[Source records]
------------------------------
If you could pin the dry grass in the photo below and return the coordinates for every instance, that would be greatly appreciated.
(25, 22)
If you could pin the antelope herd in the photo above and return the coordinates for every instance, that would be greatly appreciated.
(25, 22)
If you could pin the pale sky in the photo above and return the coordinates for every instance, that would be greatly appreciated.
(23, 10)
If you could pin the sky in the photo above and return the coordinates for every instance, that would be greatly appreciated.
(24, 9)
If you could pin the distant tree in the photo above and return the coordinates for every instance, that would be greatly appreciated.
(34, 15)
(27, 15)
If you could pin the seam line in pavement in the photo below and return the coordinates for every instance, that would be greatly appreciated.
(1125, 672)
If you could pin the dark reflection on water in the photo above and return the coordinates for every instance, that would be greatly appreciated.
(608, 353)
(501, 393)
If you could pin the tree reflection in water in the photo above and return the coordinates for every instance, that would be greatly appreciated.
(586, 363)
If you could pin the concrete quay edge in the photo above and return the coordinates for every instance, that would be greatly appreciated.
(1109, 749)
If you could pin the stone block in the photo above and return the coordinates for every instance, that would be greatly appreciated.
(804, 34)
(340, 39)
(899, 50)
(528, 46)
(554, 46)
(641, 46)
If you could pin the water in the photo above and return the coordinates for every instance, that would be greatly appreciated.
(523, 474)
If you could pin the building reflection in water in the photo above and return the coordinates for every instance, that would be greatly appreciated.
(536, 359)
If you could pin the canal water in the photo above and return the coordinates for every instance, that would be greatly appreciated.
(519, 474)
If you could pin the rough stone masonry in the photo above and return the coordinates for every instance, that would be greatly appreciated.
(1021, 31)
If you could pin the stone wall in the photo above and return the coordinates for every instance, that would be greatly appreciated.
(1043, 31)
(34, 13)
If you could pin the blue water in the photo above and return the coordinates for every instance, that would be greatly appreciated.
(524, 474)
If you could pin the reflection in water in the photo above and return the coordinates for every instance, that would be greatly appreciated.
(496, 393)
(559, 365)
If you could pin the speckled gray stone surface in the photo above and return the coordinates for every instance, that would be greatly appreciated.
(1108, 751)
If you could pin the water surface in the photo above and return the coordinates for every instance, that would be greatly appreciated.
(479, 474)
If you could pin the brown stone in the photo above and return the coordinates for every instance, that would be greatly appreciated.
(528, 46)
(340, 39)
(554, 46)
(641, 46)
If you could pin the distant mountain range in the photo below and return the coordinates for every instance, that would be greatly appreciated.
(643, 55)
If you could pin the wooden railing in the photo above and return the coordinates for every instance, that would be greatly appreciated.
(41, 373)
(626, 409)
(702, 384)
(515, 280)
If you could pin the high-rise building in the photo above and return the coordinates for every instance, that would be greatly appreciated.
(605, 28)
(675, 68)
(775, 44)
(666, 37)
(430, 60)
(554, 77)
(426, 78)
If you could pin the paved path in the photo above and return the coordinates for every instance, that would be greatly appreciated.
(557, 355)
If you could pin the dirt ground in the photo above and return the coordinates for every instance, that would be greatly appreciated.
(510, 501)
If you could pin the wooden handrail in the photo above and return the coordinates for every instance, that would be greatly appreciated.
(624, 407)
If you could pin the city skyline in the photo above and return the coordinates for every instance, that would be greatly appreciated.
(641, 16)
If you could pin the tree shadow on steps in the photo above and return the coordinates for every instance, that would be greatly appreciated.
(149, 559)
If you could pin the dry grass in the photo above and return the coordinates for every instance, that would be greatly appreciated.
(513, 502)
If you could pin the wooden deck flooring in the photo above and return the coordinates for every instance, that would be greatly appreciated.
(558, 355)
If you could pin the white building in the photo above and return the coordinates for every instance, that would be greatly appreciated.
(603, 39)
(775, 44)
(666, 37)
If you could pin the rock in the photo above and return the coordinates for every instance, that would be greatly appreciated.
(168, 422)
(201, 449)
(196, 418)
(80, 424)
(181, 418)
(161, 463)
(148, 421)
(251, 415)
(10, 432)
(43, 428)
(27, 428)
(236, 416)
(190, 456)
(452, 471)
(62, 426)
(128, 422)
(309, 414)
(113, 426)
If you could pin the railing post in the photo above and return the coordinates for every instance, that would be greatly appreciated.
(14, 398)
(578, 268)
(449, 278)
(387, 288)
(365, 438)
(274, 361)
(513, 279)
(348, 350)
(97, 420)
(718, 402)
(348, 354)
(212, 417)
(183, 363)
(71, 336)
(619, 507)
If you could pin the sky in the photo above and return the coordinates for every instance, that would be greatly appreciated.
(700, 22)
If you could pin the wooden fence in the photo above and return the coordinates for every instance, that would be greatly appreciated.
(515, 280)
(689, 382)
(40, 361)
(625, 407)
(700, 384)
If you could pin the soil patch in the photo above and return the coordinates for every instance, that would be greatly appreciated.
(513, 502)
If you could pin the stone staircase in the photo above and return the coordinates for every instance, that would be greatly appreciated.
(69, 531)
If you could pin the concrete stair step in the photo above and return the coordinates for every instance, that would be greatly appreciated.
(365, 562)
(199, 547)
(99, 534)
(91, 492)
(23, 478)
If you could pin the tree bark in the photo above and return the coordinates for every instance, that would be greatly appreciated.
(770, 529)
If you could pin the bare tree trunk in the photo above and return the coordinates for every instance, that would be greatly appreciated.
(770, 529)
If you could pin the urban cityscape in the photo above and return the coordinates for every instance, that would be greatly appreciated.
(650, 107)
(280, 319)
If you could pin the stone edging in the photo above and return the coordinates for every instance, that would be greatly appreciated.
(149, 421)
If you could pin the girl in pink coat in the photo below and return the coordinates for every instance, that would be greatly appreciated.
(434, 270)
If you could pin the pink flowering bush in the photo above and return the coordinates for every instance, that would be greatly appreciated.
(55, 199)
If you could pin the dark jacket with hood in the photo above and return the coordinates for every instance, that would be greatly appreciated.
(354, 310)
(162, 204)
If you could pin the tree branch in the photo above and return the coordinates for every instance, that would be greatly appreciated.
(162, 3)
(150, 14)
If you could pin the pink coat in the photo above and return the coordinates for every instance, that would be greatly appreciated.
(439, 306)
------------------------------
*THE PROBLEM:*
Type out every record above once more, exactly.

*RESPONSE TO THE TASK:*
If you could pin the dry grass in the photo below and return the coordinates for every instance, that would be greatly appreciated.
(25, 22)
If you could pin the antelope herd in the photo above and return the coordinates for every instance, that would be greatly appreciated.
(25, 22)
If you could pin the pale sky in the photo above and return the coordinates for every instance, that would be greatly appreciated.
(23, 10)
If you could pin the sky in the photo above and return the coordinates for every instance, that would be greatly appreciated.
(24, 9)
If you could pin the distant tree in the photo above and return the coordinates for every instance, that would be greatly appreciated.
(34, 15)
(27, 15)
If you could pin the seam line in pavement in the photo below and return the coordinates for every instance, that would be greatly appreciated.
(1125, 672)
If you could pin the dark reflection on water in the photo above and return the coordinates for every instance, that would be greatly appreciated.
(608, 353)
(501, 393)
If you could pin the tree reflection in water in the photo above and return the coordinates for every instance, that would be greatly appreciated.
(586, 363)
If you could pin the concrete quay edge in the photo above and return the coordinates for every instance, that would be greatly appreciated.
(1109, 749)
If you could pin the stone block in the photo above and return the coordinates for every instance, that would be greatly appreciated.
(804, 34)
(340, 39)
(899, 50)
(528, 46)
(554, 46)
(641, 46)
If you could pin the water in the photo above and return the coordinates for every instance, that would be greatly appreciated.
(523, 474)
If you could pin the building reflection in water in the photo above and return the coordinates for every instance, that would be greatly appreciated.
(536, 359)
If you could pin the canal water in the photo above and return the coordinates for every instance, that would be greatly appreciated.
(519, 474)
If you could pin the rough stone masonry in the photo above and return the coordinates for every instance, that would be greatly appreciated.
(1021, 31)
If you could pin the stone wall in the photo above and return the coordinates for every instance, that would be greatly appreciated.
(1043, 31)
(34, 13)
If you could pin the blue water in the photo above and return the coordinates for every instance, that would be greatly appreciated.
(524, 474)
If you could pin the reflection in water in the photo above and return the coordinates for every instance, that would be greatly appreciated.
(496, 393)
(559, 365)
If you could pin the speckled gray stone surface in the photo above and return the coordinates for every instance, that would be greatly appreciated.
(1108, 751)
If you could pin the water surface in the photo above and return the coordinates for every instance, that would be greatly appreciated.
(479, 474)
If you could pin the brown stone in the photo above and return the coordinates for every instance, that would be greatly appreciated.
(528, 46)
(340, 39)
(554, 46)
(641, 46)
If you could pin the distant mountain range in the photo below and return the coordinates for every instance, that would be greatly appreciated.
(643, 55)
If you could pin the wooden railing in the photo above and return the coordinates for every instance, that would be greatly appreciated.
(41, 373)
(626, 409)
(702, 384)
(515, 280)
If you could pin the high-rise building in the photo above and return the coordinates for every instance, that would be greatly appreciated.
(605, 28)
(675, 68)
(775, 44)
(666, 37)
(430, 60)
(554, 77)
(426, 78)
If you could pin the paved path in the photo above and return the coordinates for every instance, that would be greatly appreciated.
(557, 355)
If you could pin the dirt ground in the photo above and return the coordinates for every instance, that would be greatly appreciated.
(510, 501)
If you could pin the wooden handrail in the photo above and return the coordinates for every instance, that would be greatly appreciated.
(624, 407)
If you could pin the city skyline in the photo above and return the coordinates for every instance, that would be greatly appreciated.
(641, 16)
If you could pin the tree shadow on steps in the photo above and return the coordinates for every instance, that would be greatly appreciated.
(149, 559)
If you could pin the dry grass in the photo above and return the coordinates for every instance, that would be greatly appreciated.
(513, 502)
If you could pin the wooden deck flooring in the photo above and return the coordinates for every instance, that would be greatly appreciated.
(558, 355)
If you could pin the white building in the photo above and return the coordinates for every instance, that would be greatly appreciated.
(603, 39)
(775, 44)
(666, 37)
If you could pin the rock in the photo above and return the coordinates for every instance, that would be greatly appreciated.
(168, 422)
(201, 449)
(196, 418)
(80, 424)
(181, 418)
(161, 463)
(148, 421)
(251, 415)
(10, 432)
(43, 428)
(27, 428)
(236, 416)
(190, 456)
(452, 471)
(62, 426)
(128, 422)
(309, 414)
(113, 426)
If you could pin the railing post in the photo above and return the coordinates for every instance, that would be greatly appreciated.
(14, 398)
(578, 268)
(449, 278)
(387, 288)
(365, 438)
(274, 361)
(513, 279)
(348, 350)
(97, 420)
(718, 402)
(348, 354)
(212, 417)
(183, 363)
(71, 336)
(619, 507)
If you could pin the sky in the photo above and return the coordinates for every instance, that would be greatly appreciated.
(700, 22)
If you could pin the wooden fence in the photo above and return the coordinates for every instance, that would be greatly appreciated.
(515, 280)
(689, 382)
(40, 361)
(625, 407)
(700, 384)
If you could pin the soil patch in the photo above and return the coordinates for every instance, that would be greatly appreciated.
(513, 502)
If you could pin the stone staircase in the photo above and return the coordinates for every instance, that would be greatly appreciated.
(69, 531)
If you could pin the concrete stair step in the photo above and return the coordinates for every instance, that would be greatly appreciated.
(365, 562)
(199, 547)
(99, 534)
(91, 492)
(23, 478)
If you could pin the tree bark in the photo above and return the coordinates for every instance, that would be greatly appreciated.
(770, 529)
If you could pin the bare tree trunk in the photo above and return the coordinates for every instance, that would be greatly appreciated.
(770, 529)
If you could pin the urban cityscape in the photo above and return the coordinates for every instance, that would be greatly appreciated.
(650, 107)
(280, 319)
If you could pin the stone edging in the photo above and return the coordinates for every instance, that would be greatly appreciated.
(149, 421)
If you could pin the girl in pink coat in the photo below and return the coordinates for every instance, that would be greatly appreciated.
(434, 270)
If you could pin the pink flowering bush in the photo above and return the coordinates for every instance, that would be greatly appreciated.
(55, 199)
If you could pin the dark jacket with hood in the photo above and return the coordinates for every instance, that would be greatly appreciated.
(354, 310)
(162, 204)
If you could pin the tree branch in the photo above and return the coordinates for every instance, that would be greatly appreciated.
(162, 3)
(150, 14)
If you could pin the pink coat in the photo above and return the coordinates for every instance, that would be greatly appreciated.
(439, 306)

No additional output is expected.